**Activity 1**.
Decide whether each statement below agrees with the mental health interview, answering yes or no and quoting the exact words of the interview that settle it. (a) About 4 million Australians a year are affected by mental health. (b) Less than $4 billion a year goes into mental health. (c) Prevention is named as the most important step.
**Activity 2**.
Copy the part of the mental health interview from "Sorry about that." up to and including "month, every year.", word for word.

**Extract**.
Yeah, absolutely. And this also can flow over into where we look at mental health. And I know that you’ve launched the Million Minds Mental Health Mission, quite a tongue twister there, Minister.
Sorry about that.
But essentially this is an acknowledgement that there are better ways to do things. There is not a 1-size-fits-all approach when it comes to mental health.
Are our health professionals, are our political leaders getting better at recognising that the 1-size-fits-all approach perhaps isn’t even a 100 size fits all, like, there are so many different cases out there, they just almost need to be treated individually.
Look, that’s absolutely right. Mental health affects virtually every family with 4 million Australians a year who are impacted. I know my family has been affected. I know that many, many other families right around the country are affected every day, every month, every year.
So, whilst we put in over $4.2 billion a year into mental health through the different channels, what we also need to be doing is looking at the new diagnoses, new treatment and above all else: prevention. What are the steps that we can taking, looking at the best programs around the world and Australia, through headspace and others, has many of the best programs, but what are the next steps that we can take.

**The data**.
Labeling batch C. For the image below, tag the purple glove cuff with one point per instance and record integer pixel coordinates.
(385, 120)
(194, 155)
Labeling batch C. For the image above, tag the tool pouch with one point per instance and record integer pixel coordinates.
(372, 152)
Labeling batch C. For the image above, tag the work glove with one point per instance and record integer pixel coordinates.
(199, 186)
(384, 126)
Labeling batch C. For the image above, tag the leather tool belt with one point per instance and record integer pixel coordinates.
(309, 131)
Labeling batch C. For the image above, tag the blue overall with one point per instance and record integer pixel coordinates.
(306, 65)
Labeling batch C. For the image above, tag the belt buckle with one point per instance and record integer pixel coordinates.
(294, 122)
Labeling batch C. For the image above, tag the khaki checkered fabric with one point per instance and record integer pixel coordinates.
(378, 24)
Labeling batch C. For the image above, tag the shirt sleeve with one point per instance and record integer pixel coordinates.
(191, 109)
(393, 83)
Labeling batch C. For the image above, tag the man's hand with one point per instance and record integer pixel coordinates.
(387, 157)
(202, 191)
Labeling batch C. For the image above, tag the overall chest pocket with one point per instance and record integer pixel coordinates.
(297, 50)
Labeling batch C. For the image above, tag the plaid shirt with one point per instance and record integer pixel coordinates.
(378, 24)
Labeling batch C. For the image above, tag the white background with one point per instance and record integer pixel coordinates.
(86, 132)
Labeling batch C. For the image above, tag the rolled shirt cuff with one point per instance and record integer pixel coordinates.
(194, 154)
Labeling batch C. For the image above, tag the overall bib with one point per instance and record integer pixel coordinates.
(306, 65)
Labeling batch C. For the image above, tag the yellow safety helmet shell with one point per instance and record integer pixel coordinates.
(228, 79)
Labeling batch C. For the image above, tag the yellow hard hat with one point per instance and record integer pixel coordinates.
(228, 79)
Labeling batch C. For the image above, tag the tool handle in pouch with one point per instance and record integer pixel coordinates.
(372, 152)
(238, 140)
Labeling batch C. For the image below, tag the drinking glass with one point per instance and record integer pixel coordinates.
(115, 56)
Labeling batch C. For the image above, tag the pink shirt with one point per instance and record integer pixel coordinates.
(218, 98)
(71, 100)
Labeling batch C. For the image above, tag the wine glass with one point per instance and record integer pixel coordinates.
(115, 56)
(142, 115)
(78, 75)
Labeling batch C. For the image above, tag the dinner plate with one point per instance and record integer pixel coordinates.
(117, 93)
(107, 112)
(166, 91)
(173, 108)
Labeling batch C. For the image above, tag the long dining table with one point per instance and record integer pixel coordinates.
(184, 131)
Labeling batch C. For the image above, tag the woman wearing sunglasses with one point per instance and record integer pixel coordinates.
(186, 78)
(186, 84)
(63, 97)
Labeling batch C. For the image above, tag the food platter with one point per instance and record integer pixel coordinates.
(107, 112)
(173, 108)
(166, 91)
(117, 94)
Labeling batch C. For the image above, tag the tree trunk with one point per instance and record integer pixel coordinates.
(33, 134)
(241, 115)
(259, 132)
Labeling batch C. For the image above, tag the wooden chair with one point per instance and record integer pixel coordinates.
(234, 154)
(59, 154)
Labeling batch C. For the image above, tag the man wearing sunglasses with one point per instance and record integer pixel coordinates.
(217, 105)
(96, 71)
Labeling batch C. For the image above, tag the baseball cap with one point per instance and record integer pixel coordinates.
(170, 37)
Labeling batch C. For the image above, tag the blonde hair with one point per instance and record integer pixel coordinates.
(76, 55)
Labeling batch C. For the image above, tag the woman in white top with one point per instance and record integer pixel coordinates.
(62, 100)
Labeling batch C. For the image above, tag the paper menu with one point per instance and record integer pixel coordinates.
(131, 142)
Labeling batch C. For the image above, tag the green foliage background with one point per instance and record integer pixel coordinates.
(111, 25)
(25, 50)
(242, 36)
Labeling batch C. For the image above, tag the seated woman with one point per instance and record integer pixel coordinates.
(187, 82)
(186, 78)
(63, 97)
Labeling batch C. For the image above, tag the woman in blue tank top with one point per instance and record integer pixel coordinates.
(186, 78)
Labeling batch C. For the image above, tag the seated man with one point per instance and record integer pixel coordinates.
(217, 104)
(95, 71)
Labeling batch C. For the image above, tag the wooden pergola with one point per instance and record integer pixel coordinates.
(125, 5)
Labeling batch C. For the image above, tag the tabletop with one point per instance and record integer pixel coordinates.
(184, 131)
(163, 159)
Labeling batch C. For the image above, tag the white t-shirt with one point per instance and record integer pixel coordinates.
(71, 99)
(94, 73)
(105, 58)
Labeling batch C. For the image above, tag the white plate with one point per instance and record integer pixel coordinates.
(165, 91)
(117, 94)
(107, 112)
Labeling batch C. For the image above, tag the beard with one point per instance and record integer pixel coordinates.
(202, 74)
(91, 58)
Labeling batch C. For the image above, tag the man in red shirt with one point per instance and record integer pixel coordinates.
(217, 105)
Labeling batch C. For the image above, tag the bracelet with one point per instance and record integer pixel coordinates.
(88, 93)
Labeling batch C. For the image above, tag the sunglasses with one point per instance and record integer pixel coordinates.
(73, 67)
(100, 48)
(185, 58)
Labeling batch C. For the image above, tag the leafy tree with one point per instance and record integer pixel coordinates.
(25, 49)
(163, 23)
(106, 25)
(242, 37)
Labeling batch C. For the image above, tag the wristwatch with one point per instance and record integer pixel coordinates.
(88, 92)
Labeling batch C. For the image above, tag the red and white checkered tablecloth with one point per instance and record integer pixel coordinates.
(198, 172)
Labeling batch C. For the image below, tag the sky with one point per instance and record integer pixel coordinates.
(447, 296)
* * *
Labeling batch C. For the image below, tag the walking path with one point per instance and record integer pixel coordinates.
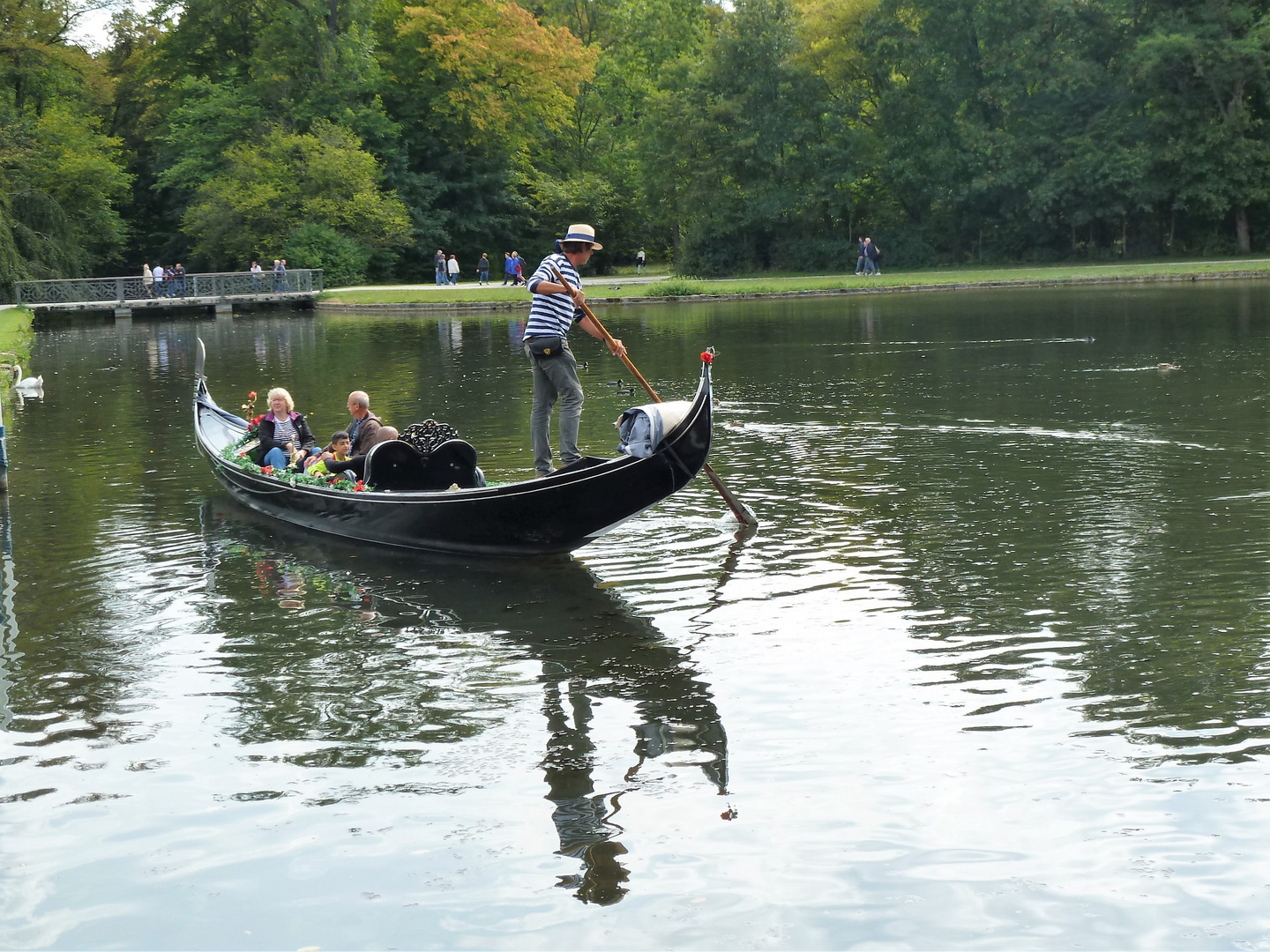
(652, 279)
---
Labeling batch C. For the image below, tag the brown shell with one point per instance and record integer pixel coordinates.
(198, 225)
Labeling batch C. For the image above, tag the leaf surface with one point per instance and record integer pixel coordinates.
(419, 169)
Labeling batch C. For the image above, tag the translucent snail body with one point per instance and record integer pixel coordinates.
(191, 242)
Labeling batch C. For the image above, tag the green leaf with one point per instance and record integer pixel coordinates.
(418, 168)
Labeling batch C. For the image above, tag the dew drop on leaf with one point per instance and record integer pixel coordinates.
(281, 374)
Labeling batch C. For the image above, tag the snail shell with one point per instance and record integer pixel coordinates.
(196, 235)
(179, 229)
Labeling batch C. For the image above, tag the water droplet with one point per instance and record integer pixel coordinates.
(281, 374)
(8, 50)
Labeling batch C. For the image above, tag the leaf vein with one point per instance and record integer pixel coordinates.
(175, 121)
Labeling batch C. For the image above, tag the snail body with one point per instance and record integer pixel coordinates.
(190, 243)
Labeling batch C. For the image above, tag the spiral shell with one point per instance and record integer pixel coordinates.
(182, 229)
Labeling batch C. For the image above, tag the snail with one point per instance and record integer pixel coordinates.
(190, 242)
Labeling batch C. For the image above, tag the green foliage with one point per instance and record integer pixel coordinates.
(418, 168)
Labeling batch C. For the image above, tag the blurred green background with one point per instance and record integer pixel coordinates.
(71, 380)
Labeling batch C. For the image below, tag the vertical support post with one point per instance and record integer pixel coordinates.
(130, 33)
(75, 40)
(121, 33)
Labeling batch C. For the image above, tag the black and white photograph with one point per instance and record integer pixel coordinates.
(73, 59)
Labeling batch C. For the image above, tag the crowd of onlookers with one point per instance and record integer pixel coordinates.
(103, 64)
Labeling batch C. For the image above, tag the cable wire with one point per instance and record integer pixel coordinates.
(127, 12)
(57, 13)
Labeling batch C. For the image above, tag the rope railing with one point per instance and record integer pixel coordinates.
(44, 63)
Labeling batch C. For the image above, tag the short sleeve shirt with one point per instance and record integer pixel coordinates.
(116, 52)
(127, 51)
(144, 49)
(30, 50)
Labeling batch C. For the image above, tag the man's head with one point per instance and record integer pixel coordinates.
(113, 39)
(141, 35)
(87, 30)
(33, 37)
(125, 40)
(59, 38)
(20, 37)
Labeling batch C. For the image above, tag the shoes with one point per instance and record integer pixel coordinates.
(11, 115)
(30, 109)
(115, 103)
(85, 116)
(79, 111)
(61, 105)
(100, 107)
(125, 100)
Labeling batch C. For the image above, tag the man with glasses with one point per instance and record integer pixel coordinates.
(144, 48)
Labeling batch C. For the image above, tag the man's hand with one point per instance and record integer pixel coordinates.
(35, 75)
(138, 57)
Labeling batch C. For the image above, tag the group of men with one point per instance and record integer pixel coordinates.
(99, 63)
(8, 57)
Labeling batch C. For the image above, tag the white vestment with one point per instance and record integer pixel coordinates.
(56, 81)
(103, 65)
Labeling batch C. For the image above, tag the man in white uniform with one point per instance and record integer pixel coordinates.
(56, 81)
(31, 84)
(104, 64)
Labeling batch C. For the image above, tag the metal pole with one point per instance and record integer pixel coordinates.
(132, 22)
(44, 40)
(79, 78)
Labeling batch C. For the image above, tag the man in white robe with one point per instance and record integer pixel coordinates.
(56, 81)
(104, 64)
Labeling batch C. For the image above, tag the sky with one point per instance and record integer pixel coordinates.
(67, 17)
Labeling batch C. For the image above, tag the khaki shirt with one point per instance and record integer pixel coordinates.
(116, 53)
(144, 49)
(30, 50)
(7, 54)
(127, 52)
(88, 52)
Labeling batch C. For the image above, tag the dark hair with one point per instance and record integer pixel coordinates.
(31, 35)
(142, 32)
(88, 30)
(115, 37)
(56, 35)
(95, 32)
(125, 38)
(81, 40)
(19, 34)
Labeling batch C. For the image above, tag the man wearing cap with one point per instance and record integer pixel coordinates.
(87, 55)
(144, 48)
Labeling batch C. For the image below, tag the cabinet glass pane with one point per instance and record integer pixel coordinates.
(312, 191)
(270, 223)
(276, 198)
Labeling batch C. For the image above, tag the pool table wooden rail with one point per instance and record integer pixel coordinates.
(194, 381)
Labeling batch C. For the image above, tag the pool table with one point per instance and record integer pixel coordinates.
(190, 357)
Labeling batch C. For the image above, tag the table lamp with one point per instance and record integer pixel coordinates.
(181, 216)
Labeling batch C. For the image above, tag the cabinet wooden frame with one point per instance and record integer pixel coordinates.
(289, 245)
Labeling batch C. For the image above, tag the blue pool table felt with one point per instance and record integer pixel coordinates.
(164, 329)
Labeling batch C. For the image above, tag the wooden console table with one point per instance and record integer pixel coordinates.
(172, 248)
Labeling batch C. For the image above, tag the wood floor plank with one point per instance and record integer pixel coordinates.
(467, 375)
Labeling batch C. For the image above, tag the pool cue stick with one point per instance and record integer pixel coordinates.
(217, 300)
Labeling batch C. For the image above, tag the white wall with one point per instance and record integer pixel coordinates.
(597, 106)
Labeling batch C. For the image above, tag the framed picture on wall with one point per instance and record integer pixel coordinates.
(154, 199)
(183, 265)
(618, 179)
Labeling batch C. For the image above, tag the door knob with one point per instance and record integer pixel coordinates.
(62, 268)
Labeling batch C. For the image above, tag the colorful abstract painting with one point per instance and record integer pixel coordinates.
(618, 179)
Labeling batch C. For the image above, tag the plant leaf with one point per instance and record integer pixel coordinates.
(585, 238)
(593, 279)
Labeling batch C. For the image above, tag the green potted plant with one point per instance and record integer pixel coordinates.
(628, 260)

**Exercise response 1**.
(a) Yes: "with 4 million Australians a year who are impacted"
(b) No: "we put in over $4.2 billion a year into mental health"
(c) Yes: "above all else: prevention"

**Exercise response 2**.
Sorry about that.
But essentially this is an acknowledgement that there are better ways to do things. There is not a 1-size-fits-all approach when it comes to mental health.
Are our health professionals, are our political leaders getting better at recognising that the 1-size-fits-all approach perhaps isn’t even a 100 size fits all, like, there are so many different cases out there, they just almost need to be treated individually.
Look, that’s absolutely right. Mental health affects virtually every family with 4 million Australians a year who are impacted. I know my family has been affected. I know that many, many other families right around the country are affected every day, every month, every year.